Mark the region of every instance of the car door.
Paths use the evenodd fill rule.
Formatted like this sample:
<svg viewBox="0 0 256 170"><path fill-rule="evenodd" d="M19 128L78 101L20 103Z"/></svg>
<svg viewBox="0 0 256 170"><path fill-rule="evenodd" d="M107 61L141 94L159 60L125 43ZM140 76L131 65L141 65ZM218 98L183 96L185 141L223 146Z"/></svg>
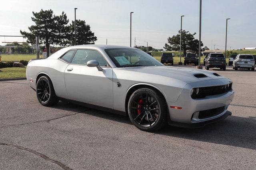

........

▸ Stated problem: Can you lay out the data above as a JSON list of strings, one string per line, with blank lines and any picture left out?

▸ Problem solution:
[
  "Mark the region of every instance of the car door.",
  "Paths use the evenodd fill rule.",
  "Formatted like this sample:",
  "<svg viewBox=\"0 0 256 170\"><path fill-rule=\"evenodd\" d=\"M19 128L78 101L20 103Z\"/></svg>",
  "<svg viewBox=\"0 0 256 170\"><path fill-rule=\"evenodd\" d=\"M107 61L141 94L159 60L125 43ZM140 76L131 65L141 65ZM218 98L183 96L185 141L223 146Z\"/></svg>"
]